* Exercise requirements
In the walking article, copy the passage starting at "If you are new" and ending at "place to walk.", swapping "health care provider" for "doctor".

* Excerpted text
Walk Your Way to Fitness
When most of us think of increasing our physical activity, we simply don’t know where to start, especially if it’s been awhile since we’ve exercised.
“Often getting started is as simple as putting one foot in front of the other. Walking is an excellent form of exercise for all ages and abilities,” said Debbie Lancto, Well-Being Specialist for Avera Health Plans.
With all the overwhelming scientific evidence supporting the number of positive benefits for your body and health from walking, it is sad that walking is often an underrated form of exercise.
Here are just a few of the benefits of walking:
- Improves fitness, balance, cardiac health and coordination
- Lowers blood pressure while it alleviates depression and fatigue
- Improves mood, reduces pain and can be good for weight loss
- Reduces risk of cancer and chronic diseases
- Strengthens your bones and muscles
Psychologists studying how exercise relieves anxiety and depression suggest that a 10-minute walk may be just as good as a 45-minute workout.
One of the keys to a successful walking program is consistency. A good goal is 30 to 45 minutes of moderate-intensity physical activity at least five days a week.
If you are new to walking, here are a few tips to getting started:
- If you have any health condition, check with your health care provider before starting any physical activity program.
- Find a safe place to walk.
- Invest in a good pair of shoes.
- Dress for comfort and safety
- Do a five-minute warm up and cool down
You should also practice good technique on your walks, and that can include the following tips:
- Walk at a brisk, steady pace. Slow down if you’re too breathless to carry on a conversation.
- Keep your back straight, not arched forward or backward.
- Keep your chin parallel to ground and look forward.
- Keep your shoulders down, and point your toes straight ahead.
- Let your arms swing loosely at your sides while you walk smoothly, rolling your foot from heel to toe.
- Take comfortable strides. To go faster, take quicker steps instead of longer ones.
Start where you are, in terms of fitness, and then slowly work your way up. Aim to boost your daily walking-time total by five minutes until you're walking 30–60 minutes every day. If you find that you aren’t able to walk 30 minutes at one time, break it into three 10-minute segments, and make sure you stay hydrated.
Drink water before and after your walk. Take water with you on your walk, especially in warm weather.
- Have a backup plan. If you overslept and missed your morning walk, bring your shoes to work and sneak in a 15-minute walk over your lunch hour.
- Have a walking buddy. A walking buddy can be a friend, family member, coworker or even your four-legged companion. Committing to walk with someone else helps to motivate on those “I don’t feel like it” days.
- Listen to audio books or podcasts while you walk.
- Research new areas to walk and develop a schedule.
- Set a walking goal. Walking goals can be a certain number of steps, distance or time.

* Supplied material
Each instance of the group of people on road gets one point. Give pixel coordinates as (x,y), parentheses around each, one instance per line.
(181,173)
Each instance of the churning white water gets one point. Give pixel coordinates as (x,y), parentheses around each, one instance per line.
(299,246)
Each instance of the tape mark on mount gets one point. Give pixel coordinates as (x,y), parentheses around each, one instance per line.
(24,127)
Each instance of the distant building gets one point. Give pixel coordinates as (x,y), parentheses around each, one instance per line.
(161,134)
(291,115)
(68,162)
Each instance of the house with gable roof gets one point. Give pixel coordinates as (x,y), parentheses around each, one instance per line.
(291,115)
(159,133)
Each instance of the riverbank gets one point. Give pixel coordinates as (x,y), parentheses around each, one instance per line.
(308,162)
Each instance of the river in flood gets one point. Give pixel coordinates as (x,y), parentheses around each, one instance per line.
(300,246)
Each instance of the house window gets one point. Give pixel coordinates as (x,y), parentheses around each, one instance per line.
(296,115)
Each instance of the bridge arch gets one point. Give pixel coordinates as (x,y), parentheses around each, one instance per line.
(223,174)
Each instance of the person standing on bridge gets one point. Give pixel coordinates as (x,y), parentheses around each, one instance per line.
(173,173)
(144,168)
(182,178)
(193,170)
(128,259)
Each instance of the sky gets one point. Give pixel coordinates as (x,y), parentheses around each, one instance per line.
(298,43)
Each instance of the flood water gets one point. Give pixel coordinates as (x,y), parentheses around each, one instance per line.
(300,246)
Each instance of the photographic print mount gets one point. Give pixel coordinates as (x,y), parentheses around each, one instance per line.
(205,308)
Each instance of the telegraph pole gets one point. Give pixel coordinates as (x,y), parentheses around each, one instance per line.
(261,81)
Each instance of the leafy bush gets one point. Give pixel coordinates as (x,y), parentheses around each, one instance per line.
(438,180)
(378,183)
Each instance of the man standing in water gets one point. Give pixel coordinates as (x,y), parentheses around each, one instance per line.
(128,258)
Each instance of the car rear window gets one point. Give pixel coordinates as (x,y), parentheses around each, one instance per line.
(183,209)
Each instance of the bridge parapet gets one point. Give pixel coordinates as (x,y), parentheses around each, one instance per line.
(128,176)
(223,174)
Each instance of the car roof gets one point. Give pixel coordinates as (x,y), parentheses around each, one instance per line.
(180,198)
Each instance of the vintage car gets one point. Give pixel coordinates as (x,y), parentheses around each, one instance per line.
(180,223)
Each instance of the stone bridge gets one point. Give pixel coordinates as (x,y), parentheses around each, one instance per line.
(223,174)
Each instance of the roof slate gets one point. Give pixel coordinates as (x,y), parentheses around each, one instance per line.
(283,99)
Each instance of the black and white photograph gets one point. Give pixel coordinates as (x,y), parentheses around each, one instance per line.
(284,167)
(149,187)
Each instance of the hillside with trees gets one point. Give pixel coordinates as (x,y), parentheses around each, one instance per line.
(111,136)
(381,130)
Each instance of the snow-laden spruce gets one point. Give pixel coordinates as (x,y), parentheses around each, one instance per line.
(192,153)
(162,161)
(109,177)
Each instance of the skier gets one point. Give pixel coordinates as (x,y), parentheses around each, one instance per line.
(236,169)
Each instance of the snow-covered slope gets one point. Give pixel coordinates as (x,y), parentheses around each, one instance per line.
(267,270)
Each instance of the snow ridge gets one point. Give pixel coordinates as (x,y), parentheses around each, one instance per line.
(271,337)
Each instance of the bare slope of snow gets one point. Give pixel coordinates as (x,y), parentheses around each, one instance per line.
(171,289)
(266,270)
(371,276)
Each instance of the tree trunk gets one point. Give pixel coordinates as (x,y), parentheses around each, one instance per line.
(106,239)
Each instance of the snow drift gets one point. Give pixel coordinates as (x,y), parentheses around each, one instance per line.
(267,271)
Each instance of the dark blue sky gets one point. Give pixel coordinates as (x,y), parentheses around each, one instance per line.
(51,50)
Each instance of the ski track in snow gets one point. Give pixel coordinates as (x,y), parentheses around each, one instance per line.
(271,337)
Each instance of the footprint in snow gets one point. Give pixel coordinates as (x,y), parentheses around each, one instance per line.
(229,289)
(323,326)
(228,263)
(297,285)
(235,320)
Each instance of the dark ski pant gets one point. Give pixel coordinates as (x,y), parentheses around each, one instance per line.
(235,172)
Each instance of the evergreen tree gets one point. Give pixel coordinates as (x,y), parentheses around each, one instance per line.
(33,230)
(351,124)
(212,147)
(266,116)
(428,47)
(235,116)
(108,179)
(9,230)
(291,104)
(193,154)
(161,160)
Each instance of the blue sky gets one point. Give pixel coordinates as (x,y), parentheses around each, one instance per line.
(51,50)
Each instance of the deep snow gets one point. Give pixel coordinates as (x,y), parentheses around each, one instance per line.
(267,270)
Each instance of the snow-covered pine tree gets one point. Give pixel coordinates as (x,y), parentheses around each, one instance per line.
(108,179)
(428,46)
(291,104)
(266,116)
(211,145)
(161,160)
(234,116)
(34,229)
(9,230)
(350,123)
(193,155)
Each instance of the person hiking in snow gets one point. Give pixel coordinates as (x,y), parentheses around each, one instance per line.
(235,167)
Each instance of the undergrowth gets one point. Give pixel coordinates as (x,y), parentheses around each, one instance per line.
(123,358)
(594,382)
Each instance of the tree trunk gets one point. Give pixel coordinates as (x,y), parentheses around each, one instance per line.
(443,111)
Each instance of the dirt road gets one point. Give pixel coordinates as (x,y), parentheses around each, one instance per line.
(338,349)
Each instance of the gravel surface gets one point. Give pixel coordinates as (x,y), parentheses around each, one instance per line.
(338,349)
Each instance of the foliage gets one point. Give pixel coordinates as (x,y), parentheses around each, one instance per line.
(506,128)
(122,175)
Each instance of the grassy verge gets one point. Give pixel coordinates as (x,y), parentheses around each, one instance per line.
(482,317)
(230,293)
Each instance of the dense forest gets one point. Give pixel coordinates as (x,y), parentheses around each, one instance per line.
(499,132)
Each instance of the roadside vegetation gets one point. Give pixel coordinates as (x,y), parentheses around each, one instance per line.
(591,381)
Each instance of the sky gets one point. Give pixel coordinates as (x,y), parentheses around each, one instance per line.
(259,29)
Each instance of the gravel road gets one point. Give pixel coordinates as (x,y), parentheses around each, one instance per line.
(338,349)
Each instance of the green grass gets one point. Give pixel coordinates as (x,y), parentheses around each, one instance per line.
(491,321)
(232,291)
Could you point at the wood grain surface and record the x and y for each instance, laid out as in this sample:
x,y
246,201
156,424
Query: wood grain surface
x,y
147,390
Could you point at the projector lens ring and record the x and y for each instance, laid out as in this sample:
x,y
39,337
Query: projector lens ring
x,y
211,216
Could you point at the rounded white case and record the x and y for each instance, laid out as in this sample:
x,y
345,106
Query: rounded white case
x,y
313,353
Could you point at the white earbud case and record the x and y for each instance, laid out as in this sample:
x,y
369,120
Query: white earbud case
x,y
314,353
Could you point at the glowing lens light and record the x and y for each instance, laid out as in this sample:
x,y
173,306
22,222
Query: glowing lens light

* Output for this task
If you are new to walking, here are a few tips to getting started:
- If you have any health condition, check with your doctor before starting any physical activity program.
- Find a safe place to walk.